SUPPLIED MATERIAL »
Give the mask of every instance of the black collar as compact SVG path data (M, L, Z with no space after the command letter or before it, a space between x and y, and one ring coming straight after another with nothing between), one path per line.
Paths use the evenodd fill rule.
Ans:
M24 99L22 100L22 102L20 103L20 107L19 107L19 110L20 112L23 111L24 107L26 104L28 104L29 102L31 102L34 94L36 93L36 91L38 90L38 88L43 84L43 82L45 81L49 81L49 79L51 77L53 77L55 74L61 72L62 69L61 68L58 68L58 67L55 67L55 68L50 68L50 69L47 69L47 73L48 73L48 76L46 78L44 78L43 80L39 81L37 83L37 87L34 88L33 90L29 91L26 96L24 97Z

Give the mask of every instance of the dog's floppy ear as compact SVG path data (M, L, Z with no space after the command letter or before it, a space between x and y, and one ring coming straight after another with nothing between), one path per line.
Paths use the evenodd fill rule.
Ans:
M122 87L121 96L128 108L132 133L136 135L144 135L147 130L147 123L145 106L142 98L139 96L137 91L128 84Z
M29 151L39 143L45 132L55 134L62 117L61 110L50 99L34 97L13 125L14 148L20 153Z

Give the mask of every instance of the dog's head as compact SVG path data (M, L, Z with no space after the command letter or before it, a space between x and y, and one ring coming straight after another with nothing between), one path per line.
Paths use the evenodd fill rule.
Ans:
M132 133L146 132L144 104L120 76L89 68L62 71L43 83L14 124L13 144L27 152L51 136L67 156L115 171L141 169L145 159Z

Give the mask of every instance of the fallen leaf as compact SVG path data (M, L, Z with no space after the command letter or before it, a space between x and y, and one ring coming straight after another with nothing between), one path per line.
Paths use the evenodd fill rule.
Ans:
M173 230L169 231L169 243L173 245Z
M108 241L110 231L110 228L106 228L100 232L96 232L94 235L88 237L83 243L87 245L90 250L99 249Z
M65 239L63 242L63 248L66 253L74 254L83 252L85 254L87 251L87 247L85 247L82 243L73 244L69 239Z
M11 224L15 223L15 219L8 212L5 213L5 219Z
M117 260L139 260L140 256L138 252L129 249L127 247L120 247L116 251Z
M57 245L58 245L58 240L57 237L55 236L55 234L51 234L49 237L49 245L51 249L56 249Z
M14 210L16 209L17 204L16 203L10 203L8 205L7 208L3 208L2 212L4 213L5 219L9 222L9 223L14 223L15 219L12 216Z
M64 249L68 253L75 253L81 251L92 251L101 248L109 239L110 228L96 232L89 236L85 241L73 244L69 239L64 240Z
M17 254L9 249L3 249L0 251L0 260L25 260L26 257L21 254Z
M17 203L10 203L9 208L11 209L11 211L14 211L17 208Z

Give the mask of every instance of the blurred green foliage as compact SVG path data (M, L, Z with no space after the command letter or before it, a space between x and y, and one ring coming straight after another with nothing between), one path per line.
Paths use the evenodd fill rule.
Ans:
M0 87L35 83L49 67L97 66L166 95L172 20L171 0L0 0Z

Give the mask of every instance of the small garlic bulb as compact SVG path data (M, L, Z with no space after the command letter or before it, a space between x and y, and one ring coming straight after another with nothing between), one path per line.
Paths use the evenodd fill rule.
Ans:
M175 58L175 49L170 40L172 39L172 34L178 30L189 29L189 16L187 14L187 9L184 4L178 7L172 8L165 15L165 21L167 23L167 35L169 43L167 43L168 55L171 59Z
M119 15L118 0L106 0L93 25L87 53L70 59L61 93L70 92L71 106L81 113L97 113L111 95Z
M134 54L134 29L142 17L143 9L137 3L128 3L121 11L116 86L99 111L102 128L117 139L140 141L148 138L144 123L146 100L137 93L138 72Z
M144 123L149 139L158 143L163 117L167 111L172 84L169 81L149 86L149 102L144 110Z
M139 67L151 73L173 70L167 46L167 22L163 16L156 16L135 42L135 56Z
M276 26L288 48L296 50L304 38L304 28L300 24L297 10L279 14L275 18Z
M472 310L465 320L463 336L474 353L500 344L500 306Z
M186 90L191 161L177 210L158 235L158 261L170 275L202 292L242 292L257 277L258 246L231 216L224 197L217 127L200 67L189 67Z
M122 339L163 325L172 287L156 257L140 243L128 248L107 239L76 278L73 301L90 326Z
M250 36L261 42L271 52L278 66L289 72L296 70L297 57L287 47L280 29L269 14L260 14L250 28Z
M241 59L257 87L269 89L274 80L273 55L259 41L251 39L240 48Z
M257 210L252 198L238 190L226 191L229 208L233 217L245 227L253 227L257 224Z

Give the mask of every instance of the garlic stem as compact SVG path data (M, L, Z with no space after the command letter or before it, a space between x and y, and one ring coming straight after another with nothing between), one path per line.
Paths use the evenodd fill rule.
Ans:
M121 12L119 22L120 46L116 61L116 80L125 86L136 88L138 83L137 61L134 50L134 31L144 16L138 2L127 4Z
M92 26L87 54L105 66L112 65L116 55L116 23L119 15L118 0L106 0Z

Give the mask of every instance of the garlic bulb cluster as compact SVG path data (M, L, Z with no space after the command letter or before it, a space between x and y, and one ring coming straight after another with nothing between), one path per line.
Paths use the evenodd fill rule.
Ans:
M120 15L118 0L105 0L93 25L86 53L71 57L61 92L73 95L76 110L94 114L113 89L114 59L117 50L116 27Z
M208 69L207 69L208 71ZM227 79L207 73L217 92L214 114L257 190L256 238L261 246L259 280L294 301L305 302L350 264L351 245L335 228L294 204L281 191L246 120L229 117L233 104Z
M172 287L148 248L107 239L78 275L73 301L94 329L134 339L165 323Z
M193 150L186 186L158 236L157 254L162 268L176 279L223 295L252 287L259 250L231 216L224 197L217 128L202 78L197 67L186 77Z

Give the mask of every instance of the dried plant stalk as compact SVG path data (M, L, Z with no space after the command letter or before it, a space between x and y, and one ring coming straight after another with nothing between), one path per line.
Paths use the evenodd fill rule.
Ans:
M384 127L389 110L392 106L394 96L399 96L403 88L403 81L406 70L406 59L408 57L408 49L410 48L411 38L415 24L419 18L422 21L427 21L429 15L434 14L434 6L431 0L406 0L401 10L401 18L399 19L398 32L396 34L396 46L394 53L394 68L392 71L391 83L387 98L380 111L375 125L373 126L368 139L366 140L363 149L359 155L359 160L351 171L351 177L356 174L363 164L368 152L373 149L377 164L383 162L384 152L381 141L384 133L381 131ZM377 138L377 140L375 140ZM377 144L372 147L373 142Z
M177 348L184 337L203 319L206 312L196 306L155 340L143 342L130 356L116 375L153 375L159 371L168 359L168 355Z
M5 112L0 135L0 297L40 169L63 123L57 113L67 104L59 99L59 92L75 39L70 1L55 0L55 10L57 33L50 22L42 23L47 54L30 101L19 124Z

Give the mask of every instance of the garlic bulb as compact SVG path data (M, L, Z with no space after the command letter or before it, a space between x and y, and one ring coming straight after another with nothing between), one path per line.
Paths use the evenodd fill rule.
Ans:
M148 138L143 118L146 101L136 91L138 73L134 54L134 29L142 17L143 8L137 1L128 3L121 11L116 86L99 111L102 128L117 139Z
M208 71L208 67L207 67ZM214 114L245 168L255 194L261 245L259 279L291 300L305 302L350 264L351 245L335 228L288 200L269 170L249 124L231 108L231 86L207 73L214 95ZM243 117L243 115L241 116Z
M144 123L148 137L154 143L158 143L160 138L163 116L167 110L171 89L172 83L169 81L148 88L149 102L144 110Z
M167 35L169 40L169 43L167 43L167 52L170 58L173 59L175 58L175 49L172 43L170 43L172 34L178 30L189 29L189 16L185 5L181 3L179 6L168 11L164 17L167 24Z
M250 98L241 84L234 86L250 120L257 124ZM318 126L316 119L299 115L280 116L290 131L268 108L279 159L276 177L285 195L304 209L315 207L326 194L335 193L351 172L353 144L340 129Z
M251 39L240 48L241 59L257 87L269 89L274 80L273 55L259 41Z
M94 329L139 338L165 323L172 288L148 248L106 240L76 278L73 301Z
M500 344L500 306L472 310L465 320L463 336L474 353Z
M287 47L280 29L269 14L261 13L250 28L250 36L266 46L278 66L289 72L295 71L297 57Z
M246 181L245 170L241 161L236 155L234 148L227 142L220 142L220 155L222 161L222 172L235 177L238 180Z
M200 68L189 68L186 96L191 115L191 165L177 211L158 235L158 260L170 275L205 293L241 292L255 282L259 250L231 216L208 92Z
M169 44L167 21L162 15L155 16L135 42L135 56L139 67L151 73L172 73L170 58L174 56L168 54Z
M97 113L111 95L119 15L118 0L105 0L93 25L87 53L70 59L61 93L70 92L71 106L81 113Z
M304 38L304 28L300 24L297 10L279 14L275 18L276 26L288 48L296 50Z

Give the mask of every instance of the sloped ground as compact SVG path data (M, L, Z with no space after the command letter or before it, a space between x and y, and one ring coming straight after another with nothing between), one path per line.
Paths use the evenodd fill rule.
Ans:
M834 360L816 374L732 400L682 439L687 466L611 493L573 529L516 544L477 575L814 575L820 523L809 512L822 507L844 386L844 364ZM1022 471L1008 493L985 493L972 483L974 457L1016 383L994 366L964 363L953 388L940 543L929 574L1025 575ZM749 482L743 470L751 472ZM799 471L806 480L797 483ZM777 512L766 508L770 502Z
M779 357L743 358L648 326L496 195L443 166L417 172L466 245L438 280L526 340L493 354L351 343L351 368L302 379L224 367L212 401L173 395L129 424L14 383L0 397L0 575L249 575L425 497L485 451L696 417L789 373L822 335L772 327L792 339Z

==

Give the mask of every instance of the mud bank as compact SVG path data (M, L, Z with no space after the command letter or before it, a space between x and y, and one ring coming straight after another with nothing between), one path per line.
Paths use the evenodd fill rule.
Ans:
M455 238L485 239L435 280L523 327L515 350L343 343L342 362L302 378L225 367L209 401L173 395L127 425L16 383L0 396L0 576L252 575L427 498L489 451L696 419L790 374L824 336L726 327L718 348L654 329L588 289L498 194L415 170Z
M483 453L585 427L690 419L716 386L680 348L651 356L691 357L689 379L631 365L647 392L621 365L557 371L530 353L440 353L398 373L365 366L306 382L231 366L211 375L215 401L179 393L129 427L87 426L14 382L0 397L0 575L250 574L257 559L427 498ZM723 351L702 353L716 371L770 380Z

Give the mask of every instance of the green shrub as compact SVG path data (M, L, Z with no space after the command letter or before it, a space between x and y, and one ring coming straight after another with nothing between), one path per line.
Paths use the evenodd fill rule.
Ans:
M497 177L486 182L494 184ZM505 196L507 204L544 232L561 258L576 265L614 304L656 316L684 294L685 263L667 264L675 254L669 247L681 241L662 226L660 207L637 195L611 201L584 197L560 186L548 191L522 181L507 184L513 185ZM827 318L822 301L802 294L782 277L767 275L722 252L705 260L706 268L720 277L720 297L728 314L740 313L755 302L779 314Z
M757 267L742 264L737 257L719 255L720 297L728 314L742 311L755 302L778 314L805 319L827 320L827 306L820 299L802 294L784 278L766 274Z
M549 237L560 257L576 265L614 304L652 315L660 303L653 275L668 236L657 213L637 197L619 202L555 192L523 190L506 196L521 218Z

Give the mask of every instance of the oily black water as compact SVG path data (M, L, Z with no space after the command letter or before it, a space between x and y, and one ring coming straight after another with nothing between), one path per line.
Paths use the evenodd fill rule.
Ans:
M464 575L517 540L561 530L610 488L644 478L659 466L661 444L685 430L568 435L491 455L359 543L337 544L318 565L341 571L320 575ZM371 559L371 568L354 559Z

* * *

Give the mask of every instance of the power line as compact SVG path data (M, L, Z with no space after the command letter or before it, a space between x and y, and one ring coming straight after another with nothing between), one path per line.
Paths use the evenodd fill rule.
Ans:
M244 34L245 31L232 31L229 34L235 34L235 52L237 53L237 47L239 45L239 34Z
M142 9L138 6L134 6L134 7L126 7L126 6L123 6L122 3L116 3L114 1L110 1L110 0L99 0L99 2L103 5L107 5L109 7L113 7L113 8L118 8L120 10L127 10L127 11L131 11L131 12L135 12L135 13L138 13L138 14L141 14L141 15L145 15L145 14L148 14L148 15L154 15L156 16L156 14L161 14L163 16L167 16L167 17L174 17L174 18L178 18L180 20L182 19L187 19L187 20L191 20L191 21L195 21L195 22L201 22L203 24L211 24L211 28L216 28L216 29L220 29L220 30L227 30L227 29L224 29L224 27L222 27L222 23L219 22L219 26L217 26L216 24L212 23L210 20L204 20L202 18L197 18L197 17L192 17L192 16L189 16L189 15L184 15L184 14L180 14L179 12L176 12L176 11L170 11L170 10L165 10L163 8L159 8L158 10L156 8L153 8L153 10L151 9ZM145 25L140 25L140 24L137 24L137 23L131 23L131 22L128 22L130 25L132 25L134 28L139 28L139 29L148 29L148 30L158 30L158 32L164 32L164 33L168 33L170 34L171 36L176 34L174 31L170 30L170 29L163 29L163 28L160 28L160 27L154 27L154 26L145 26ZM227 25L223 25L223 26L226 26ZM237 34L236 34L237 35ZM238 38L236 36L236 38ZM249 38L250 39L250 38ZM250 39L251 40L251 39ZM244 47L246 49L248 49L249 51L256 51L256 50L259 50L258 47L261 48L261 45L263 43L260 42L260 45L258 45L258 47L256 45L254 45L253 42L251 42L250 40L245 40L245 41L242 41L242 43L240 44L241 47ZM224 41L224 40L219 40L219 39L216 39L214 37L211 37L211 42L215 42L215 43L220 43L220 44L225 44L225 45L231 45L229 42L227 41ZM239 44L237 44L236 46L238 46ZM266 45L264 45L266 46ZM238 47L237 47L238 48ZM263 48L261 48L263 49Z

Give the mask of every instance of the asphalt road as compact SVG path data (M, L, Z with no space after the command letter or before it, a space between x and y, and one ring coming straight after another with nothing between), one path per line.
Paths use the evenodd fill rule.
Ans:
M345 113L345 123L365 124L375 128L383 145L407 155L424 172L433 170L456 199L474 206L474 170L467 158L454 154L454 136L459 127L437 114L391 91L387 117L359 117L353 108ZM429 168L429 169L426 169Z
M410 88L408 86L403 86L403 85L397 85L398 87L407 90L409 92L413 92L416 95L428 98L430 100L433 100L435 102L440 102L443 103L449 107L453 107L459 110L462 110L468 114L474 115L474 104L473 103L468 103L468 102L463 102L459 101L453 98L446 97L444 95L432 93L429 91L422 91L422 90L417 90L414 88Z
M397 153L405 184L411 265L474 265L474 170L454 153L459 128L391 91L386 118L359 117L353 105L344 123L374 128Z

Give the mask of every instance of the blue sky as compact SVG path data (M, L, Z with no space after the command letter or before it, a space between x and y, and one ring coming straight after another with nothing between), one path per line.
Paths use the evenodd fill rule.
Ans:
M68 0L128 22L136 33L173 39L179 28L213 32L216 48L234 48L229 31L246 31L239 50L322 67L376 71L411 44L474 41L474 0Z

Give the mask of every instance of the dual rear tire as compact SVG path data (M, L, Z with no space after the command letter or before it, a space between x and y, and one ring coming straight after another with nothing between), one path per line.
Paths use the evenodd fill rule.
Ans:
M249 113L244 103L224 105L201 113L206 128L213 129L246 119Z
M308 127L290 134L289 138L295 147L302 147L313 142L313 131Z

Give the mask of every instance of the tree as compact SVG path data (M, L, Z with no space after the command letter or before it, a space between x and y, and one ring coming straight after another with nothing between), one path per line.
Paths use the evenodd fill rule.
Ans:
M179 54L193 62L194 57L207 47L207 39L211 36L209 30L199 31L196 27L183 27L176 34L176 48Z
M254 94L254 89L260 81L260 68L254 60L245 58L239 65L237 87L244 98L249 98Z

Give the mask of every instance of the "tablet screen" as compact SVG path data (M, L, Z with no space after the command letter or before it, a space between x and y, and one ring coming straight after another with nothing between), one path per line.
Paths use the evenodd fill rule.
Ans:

ASSIGNED TASK »
For every line above in which the string "green" appears, add one; please give the final count and nothing else.

EXERCISE RESULT »
2